Every record should be written out exactly, please.
---
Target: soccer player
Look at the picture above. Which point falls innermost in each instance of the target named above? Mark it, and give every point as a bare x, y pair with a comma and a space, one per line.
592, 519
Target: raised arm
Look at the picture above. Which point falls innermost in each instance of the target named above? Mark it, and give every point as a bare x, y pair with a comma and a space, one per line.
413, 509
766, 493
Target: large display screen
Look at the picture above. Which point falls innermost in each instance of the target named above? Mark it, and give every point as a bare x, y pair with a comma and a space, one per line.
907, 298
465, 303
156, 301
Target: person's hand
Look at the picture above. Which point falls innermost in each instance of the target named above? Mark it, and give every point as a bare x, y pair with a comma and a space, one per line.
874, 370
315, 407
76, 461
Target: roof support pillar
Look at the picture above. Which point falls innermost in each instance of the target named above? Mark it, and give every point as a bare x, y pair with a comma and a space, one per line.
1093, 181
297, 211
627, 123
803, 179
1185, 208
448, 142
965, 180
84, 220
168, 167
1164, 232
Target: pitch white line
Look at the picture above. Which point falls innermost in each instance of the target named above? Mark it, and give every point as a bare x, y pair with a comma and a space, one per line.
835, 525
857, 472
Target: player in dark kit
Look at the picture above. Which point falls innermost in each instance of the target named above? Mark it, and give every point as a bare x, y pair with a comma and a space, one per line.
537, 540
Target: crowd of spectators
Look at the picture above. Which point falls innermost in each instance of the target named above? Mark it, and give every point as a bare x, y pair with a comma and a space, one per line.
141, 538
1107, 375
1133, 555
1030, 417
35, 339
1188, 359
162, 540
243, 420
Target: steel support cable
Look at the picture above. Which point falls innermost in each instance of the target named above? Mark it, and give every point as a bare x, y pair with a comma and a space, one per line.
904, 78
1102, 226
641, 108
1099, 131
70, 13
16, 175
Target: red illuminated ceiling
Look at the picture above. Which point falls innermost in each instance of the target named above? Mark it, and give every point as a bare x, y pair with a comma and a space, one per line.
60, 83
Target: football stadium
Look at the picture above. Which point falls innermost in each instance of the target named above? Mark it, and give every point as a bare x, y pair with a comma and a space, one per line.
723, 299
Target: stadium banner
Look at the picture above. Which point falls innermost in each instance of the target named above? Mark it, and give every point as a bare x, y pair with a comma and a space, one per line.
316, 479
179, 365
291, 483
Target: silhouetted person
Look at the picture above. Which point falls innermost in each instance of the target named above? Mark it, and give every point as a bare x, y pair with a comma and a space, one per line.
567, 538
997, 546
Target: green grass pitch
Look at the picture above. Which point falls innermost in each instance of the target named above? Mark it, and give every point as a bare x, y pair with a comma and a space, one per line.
---
## Reply
Target: soccer player
Look at the picture above. Which point falls innermost in each instance of the target named above? Mark it, and give every point as a bare x, y pair with a comma and a space, one per line.
592, 519
Target: raised arm
Look at the picture above. Which point falls innermost in each instance of the target named above? Mark it, and give every point as a bare x, y pair with a comma and a space, one per line.
413, 509
766, 493
Target: large display screen
Look at the picture above. Which point falls innermost in each instance of the target named above? Mark it, and give every point as a bare x, y pair with a comma and a space, one per line.
907, 298
465, 303
156, 301
Target: person's hand
Look at the picture above. Which point falls innermost in each instance of the target named above? Mark it, and give every point as a bare x, y pair with a comma and a space, one per line.
874, 370
315, 407
76, 461
Target: roof support pillar
Look at the picture above. Which point falls innermost in each instance of the target named above? Mark it, and give every point as a bare x, y pair with a comma and a space, one per line.
1093, 181
297, 211
627, 123
803, 179
1185, 208
448, 142
965, 180
84, 220
168, 167
1164, 232
Target: pitch white line
Look at the picture above. Which point falls innermost in each instance of the target named above? Mark it, and give every point as a bare x, y pair with a comma and a space, one per line.
835, 525
857, 472
Target: player in dark kit
Look at the picture above. Which point falls innermost in each instance of the target named above? Mark it, and give every point as a bare x, y pair with a comma and a space, one per line.
537, 540
Target: crowd of spectators
Look at the picture above. Which point falls innermost in each instance of the target named above? Mark it, and give every point as a bare x, y pair with a comma and a space, one per line.
141, 538
1107, 375
1133, 555
1030, 417
35, 339
1188, 359
162, 540
243, 420
Target: steel support cable
Look at the picture above. Which point falls innermost in each instance of the target named above? Mark it, and give every point as a bare x, y pair with a comma and a space, one per line.
904, 78
1102, 226
641, 108
1099, 131
70, 13
16, 175
Target: red illuminated ceiling
Look at the picture above. Which point falls innermost in each instance of the target named above? Mark it, and give every point as a bare x, y pair with a comma and a space, one per line.
60, 83
Target: football stadium
Look at the picture above. Which point falls innermost in each instance of the target named above? Mark it, and give every point as a bare x, y pair with a comma and a space, one per line.
723, 299
Target: stadium banner
Look at the picture above. Which point falls innermost in each instance of the target named above? Mark it, and give every point as a bare x, y pair with a comma and a space, one per line.
316, 479
179, 365
291, 483
Target: silhouetted person
Look at the picture above. Which point falls innermost in each instance of the target named above? Mark it, and give every point as a bare x, y pair with a comma and a space, one per line.
567, 538
997, 546
Target: green grass pitch
Look at the picture above. Which point falls innermost in each instance of the target named above? Mark it, and give every point as a bare x, y pair with a comma and a space, one per line.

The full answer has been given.